— start —

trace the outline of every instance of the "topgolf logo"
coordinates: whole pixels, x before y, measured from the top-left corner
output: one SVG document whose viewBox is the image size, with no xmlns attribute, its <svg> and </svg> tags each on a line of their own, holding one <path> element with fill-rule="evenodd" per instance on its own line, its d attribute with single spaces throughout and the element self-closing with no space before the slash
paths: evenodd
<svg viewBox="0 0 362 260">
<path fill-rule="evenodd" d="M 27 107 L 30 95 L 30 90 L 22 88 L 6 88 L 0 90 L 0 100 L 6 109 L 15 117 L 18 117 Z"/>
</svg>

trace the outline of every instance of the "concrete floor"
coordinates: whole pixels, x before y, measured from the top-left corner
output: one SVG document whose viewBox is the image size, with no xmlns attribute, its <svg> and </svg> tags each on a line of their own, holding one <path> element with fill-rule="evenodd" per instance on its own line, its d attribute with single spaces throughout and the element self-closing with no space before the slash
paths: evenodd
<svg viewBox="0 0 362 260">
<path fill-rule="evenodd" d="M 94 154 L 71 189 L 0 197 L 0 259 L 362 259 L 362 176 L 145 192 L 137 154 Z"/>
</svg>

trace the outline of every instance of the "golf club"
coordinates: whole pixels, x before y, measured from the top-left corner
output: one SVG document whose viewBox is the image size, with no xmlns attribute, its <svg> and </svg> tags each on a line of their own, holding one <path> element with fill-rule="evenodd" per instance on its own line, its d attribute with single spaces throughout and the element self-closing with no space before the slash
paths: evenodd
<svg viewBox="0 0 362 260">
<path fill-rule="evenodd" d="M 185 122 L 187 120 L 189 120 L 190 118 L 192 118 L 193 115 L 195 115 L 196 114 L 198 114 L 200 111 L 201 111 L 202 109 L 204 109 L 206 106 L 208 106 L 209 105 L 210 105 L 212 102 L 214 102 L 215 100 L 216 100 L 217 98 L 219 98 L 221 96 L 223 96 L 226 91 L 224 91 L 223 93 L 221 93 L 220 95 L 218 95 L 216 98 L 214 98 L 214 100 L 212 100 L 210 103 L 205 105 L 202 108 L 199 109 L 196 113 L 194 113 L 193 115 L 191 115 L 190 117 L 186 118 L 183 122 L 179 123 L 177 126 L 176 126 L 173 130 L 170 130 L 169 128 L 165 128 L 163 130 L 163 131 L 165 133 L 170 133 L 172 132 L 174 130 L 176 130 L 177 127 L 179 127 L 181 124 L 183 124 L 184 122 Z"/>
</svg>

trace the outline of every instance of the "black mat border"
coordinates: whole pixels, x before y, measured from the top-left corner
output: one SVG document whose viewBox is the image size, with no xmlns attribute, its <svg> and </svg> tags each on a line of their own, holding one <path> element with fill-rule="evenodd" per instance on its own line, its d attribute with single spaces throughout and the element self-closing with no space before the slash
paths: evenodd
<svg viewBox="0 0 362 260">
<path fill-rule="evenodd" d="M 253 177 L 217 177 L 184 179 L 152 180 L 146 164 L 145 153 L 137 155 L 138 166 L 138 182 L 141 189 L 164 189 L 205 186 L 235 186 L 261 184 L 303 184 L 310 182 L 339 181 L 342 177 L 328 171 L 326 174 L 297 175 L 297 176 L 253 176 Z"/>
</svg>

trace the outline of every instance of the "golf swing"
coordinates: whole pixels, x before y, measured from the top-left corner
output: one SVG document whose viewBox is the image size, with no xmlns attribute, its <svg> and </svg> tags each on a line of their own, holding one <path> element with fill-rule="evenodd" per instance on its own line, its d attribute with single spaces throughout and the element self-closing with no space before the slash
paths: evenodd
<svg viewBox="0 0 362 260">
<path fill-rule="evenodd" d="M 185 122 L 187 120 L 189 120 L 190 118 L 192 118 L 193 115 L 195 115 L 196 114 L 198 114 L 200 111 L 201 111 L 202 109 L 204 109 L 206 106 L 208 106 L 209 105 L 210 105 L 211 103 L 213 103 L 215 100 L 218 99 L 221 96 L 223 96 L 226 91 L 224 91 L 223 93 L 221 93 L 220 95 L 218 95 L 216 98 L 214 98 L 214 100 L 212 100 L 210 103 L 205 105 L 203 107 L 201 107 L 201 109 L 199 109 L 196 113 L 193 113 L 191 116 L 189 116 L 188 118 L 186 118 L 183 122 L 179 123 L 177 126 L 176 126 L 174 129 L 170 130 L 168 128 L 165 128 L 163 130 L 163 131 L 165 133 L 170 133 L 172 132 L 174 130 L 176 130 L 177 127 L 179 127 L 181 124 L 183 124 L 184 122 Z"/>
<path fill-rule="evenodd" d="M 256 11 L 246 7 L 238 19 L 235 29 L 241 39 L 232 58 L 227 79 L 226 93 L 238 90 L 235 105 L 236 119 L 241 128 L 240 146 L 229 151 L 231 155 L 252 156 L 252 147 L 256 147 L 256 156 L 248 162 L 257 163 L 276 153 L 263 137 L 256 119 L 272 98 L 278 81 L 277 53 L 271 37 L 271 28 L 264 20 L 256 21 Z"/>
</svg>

— end —

Write the whole listing out again. Keep every line exactly as it is.

## [Task output]
trace the outline of every instance of the "topgolf logo"
coordinates: whole pixels, x before y, measured from the top-left corner
output: one SVG document whose viewBox is the image size, with no xmlns attribute, its <svg> and </svg> tags each on a line of their own, holding one <path> element with fill-rule="evenodd" per instance on its own line, its d attribute with single spaces throughout and the element self-closing with no space before the slash
paths: evenodd
<svg viewBox="0 0 362 260">
<path fill-rule="evenodd" d="M 27 107 L 30 95 L 30 90 L 22 88 L 6 88 L 0 90 L 0 100 L 6 109 L 15 117 L 18 117 Z"/>
</svg>

trace the outline of every instance of the "concrete floor"
coordinates: whole pixels, x before y, measured from the top-left corner
output: one SVG document whose viewBox is the image size, with no xmlns attribute, its <svg> and </svg> tags each on a line of their own, holding one <path> element with fill-rule="evenodd" per instance on its own line, its d attribute with single spaces throughout and the element self-closing with no space before the slash
paths: evenodd
<svg viewBox="0 0 362 260">
<path fill-rule="evenodd" d="M 94 154 L 71 189 L 0 197 L 0 259 L 362 259 L 362 176 L 145 192 L 137 154 Z"/>
</svg>

trace the outline of every instance of the "golf club"
coordinates: whole pixels, x before y, measured from the top-left corner
output: one SVG document whose viewBox is the image size, with no xmlns attribute, its <svg> and </svg> tags each on a line of their own, holding one <path> element with fill-rule="evenodd" per instance on its own line, its d attribute with single spaces throughout and the element self-closing with no space before the slash
paths: evenodd
<svg viewBox="0 0 362 260">
<path fill-rule="evenodd" d="M 185 122 L 187 120 L 189 120 L 190 118 L 192 118 L 193 115 L 195 115 L 196 114 L 198 114 L 200 111 L 201 111 L 202 109 L 204 109 L 206 106 L 208 106 L 209 105 L 210 105 L 212 102 L 214 102 L 215 100 L 216 100 L 217 98 L 219 98 L 221 96 L 223 96 L 226 91 L 224 91 L 223 93 L 221 93 L 220 95 L 218 95 L 216 98 L 214 98 L 214 100 L 212 100 L 210 103 L 205 105 L 202 108 L 199 109 L 196 113 L 194 113 L 193 115 L 191 115 L 190 117 L 186 118 L 183 122 L 179 123 L 177 126 L 176 126 L 173 130 L 170 130 L 169 128 L 165 128 L 163 130 L 163 131 L 165 133 L 170 133 L 172 132 L 174 130 L 176 130 L 177 127 L 179 127 L 181 124 L 183 124 L 184 122 Z"/>
</svg>

trace the outline of every instance of the "black mat border"
coordinates: whole pixels, x before y, measured from the top-left corner
output: one SVG document whose viewBox is the image size, with no xmlns attribute, its <svg> and </svg> tags each on a line of their own, holding one <path> element with fill-rule="evenodd" per instance on its own line, its d attribute with single spaces throughout and the element self-closing with no space before the slash
paths: evenodd
<svg viewBox="0 0 362 260">
<path fill-rule="evenodd" d="M 253 177 L 217 177 L 184 179 L 152 180 L 146 164 L 145 153 L 137 155 L 138 166 L 138 182 L 141 189 L 164 189 L 205 186 L 235 186 L 261 184 L 303 184 L 310 182 L 339 181 L 342 177 L 328 171 L 326 174 L 297 175 L 297 176 L 253 176 Z"/>
</svg>

trace the outline of every instance of the "golf swing"
coordinates: whole pixels, x before y, measured from the top-left corner
output: one SVG document whose viewBox is the image size, with no xmlns attribute, its <svg> and </svg> tags each on a line of their own, holding one <path> element with fill-rule="evenodd" per instance on its own line, its d attribute with single spaces throughout and the element self-closing with no space before the slash
paths: evenodd
<svg viewBox="0 0 362 260">
<path fill-rule="evenodd" d="M 185 122 L 187 120 L 189 120 L 190 118 L 192 118 L 193 115 L 195 115 L 196 114 L 198 114 L 200 111 L 201 111 L 202 109 L 204 109 L 206 106 L 208 106 L 209 105 L 210 105 L 211 103 L 213 103 L 215 100 L 218 99 L 221 96 L 223 96 L 226 91 L 224 91 L 223 93 L 221 93 L 220 95 L 218 95 L 216 98 L 214 98 L 214 100 L 212 100 L 210 103 L 205 105 L 203 107 L 201 107 L 201 109 L 199 109 L 196 113 L 193 113 L 191 116 L 189 116 L 188 118 L 186 118 L 183 122 L 179 123 L 177 126 L 176 126 L 174 129 L 170 130 L 168 128 L 165 128 L 163 130 L 163 131 L 165 133 L 170 133 L 172 132 L 174 130 L 176 130 L 177 127 L 179 127 L 181 124 L 183 124 L 184 122 Z"/>
<path fill-rule="evenodd" d="M 256 11 L 246 7 L 238 19 L 235 29 L 241 39 L 232 58 L 227 79 L 226 93 L 238 90 L 235 105 L 236 119 L 241 128 L 240 146 L 229 151 L 231 155 L 252 156 L 252 147 L 256 147 L 256 156 L 248 162 L 257 163 L 276 153 L 263 137 L 256 119 L 272 98 L 278 81 L 277 53 L 271 37 L 271 28 L 264 20 L 256 21 Z"/>
</svg>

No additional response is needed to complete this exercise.